[REQUIRED TASK] Reproduce the records from the line holding "Task: pin the handrail" through the line holding "point(331, 150)", inclusive, substituting "mark" for every "pin" and changing nothing else. Give only those lines.

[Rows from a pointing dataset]

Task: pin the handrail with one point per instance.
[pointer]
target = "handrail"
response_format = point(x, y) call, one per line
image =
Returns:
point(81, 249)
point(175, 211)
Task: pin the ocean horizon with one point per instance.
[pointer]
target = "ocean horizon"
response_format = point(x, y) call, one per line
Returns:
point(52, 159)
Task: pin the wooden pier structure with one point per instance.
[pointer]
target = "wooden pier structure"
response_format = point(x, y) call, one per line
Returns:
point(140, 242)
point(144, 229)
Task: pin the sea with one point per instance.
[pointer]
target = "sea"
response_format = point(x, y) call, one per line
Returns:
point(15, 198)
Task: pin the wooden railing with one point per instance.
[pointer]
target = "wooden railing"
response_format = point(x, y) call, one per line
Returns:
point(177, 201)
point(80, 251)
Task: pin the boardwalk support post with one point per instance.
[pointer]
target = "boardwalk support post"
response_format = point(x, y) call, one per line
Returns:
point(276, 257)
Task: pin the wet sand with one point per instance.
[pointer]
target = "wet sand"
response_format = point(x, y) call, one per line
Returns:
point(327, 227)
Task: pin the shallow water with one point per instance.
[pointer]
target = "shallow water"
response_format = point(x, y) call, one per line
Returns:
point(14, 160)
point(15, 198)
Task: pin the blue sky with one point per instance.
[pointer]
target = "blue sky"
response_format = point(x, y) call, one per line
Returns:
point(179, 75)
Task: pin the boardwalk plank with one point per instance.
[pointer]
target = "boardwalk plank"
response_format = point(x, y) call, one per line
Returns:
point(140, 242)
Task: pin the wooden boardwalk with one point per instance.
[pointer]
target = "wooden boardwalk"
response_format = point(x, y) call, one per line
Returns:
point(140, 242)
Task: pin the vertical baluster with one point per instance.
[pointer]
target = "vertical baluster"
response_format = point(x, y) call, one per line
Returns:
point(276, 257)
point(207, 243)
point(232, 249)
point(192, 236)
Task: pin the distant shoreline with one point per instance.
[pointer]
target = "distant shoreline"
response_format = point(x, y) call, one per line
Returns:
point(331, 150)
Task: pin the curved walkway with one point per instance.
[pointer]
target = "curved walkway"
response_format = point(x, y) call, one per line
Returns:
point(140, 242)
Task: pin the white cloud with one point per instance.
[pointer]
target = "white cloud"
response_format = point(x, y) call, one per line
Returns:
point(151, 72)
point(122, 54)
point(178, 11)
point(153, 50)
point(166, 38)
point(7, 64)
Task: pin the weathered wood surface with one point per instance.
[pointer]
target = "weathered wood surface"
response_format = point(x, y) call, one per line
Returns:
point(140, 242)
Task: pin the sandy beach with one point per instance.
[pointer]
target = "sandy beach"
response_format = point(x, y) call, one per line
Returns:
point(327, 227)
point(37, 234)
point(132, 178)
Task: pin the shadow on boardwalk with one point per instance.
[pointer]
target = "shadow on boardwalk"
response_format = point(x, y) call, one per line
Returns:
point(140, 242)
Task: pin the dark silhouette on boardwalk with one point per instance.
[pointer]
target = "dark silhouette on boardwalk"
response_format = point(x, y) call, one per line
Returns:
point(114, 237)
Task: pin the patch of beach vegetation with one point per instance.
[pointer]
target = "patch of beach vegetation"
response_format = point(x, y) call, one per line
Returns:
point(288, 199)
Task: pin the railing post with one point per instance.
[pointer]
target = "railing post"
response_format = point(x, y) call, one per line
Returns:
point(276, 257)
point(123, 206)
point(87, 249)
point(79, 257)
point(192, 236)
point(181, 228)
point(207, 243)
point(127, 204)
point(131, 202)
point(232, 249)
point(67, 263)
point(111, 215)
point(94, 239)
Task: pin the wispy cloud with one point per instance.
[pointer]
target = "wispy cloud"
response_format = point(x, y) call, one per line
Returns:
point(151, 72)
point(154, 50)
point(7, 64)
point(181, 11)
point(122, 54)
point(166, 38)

* * *

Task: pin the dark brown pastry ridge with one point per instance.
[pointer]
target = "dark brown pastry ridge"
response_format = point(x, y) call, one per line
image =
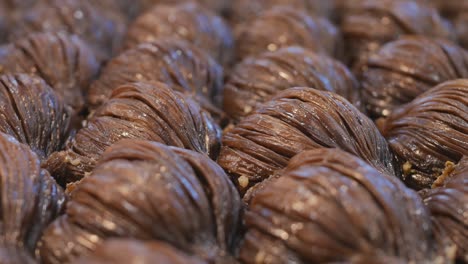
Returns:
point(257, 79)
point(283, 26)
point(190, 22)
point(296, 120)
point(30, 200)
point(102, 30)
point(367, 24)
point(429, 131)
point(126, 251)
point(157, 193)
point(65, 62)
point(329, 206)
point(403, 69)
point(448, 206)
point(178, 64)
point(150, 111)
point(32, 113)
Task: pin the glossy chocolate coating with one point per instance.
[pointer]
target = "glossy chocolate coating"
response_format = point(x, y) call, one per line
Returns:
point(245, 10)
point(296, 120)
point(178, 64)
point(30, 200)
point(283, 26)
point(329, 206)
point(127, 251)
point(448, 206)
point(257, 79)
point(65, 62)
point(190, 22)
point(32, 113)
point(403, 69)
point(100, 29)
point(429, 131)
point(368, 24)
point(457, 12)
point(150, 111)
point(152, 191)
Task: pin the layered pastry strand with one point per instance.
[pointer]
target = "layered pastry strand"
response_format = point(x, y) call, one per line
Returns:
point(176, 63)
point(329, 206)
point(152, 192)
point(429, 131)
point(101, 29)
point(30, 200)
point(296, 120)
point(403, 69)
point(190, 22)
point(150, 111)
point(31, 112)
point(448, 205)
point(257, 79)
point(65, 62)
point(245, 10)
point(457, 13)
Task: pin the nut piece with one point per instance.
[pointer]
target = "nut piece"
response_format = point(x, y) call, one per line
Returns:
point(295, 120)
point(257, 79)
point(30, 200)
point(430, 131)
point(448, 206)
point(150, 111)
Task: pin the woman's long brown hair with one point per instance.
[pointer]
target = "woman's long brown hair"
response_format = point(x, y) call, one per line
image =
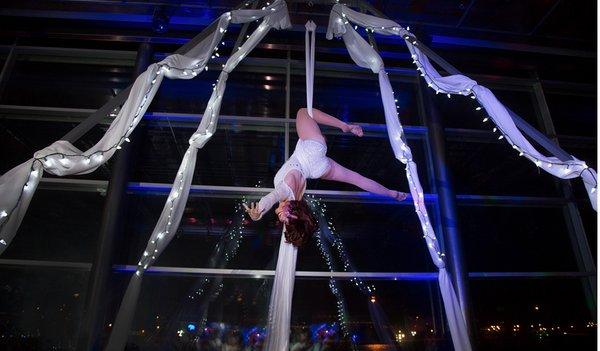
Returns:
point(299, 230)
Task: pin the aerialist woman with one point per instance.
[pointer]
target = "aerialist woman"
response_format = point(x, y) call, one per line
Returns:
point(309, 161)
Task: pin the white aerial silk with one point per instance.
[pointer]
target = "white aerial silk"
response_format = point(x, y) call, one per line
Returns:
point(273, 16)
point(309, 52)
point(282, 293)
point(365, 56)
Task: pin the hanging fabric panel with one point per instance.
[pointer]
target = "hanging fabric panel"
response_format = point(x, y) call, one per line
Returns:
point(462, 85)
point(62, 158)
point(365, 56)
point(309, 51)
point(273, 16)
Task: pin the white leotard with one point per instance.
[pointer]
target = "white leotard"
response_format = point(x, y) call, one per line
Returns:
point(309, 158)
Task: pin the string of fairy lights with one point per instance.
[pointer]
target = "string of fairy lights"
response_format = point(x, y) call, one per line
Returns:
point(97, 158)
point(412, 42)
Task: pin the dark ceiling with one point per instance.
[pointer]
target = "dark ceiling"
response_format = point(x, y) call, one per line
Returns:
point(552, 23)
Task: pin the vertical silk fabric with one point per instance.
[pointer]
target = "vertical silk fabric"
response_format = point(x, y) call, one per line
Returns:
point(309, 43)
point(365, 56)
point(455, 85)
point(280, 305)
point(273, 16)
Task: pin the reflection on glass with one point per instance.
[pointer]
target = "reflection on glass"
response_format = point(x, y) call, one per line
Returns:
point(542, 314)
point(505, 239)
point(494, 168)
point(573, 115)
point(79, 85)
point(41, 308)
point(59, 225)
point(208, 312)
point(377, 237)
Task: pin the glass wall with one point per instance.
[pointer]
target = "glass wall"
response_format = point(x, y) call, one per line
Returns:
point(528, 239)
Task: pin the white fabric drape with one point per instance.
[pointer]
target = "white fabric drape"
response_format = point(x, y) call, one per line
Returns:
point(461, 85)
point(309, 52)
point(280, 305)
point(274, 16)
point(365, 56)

* * *

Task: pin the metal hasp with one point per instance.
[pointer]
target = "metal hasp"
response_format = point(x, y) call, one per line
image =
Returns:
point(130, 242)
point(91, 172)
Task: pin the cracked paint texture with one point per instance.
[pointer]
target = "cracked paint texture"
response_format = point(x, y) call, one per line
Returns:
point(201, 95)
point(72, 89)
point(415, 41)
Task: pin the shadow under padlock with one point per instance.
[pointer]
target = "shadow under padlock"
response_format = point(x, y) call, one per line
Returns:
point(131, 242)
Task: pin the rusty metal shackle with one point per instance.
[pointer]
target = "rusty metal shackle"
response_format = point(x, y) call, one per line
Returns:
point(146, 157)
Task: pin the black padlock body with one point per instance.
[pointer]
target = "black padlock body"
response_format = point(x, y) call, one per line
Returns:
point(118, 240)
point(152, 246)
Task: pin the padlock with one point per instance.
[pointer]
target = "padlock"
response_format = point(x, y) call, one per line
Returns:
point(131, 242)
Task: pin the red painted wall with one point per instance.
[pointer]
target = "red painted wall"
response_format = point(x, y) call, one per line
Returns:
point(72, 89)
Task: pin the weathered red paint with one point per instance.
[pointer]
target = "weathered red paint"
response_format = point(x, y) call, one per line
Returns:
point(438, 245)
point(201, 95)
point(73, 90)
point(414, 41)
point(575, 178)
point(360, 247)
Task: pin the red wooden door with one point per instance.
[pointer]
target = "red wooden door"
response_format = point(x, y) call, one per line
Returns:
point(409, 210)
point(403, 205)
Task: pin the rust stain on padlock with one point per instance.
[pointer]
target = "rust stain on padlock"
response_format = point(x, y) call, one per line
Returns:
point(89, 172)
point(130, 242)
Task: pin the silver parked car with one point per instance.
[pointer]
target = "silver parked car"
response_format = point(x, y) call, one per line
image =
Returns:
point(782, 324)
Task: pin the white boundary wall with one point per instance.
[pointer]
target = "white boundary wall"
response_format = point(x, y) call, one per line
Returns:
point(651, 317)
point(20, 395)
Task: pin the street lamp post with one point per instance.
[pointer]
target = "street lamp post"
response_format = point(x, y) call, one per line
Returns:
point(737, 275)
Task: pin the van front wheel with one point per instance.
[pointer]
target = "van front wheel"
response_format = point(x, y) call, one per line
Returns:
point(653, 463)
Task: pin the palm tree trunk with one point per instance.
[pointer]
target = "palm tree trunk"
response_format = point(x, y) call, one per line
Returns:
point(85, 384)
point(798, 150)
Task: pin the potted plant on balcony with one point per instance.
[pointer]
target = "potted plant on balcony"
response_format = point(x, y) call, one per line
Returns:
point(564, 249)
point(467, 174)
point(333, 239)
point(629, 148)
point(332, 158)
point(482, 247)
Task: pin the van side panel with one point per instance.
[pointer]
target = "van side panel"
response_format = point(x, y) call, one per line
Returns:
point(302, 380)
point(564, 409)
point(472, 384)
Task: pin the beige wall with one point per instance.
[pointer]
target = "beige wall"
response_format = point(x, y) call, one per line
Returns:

[SOLUTION FOR THIS PROBLEM]
Task: mark the handrail with one point per instance.
[pointer]
target = "handrail"
response_format = point(x, y) call, one per line
image =
Returns:
point(81, 249)
point(175, 211)
Task: mark the ocean horizon with one point per instance.
[pointer]
target = "ocean horizon"
response_format = point(x, y) call, one per line
Returns:
point(52, 159)
Task: mark the wooden pier structure with one point per instance.
[pointer]
target = "wooden pier structure"
response_format = point(x, y) call, one per line
Returns:
point(140, 242)
point(144, 229)
Task: mark the sea with one point per instance.
[pointer]
target = "sea"
response_format = point(x, y) call, one per line
Returns:
point(15, 198)
Task: mark the wooden railing with one point per instance.
[pointer]
target = "wooden railing"
response_format = point(x, y) call, one per line
Returns:
point(177, 201)
point(80, 251)
Task: mark the boardwalk support post with one point per instance.
[pointer]
target = "boardwalk support post"
response_format = point(x, y) call, one per line
Returns:
point(276, 257)
Task: mark the wet sand with one point per instance.
[pointer]
target = "wet sand"
response_format = point(x, y) call, one per line
Returns:
point(327, 227)
Task: mark the shallow water with one point per instance.
[pointer]
target = "shallow water"
response_format = point(x, y) call, one per line
Returns:
point(14, 160)
point(15, 198)
Task: mark the blue sky with one point per instance.
[pointer]
target = "blue sky"
response_format = point(x, y) call, one per line
Returns:
point(179, 75)
Task: mark the boardwalk plank with one point per instance.
[pointer]
target = "boardwalk plank"
response_format = point(x, y) call, one per line
Returns:
point(140, 242)
Task: mark the wooden boardwalk with one point per instance.
[pointer]
target = "wooden boardwalk"
response_format = point(x, y) call, one per line
Returns:
point(140, 242)
Task: mark the vertical baluster with one point per instance.
[pointer]
target = "vertical baluster"
response_format = point(x, y) call, one per line
Returns:
point(276, 257)
point(207, 243)
point(232, 249)
point(192, 236)
Task: mark the distant shoreline with one point per instance.
[pointer]
target = "distant shoreline"
response_format = point(x, y) call, one per line
Returns:
point(331, 150)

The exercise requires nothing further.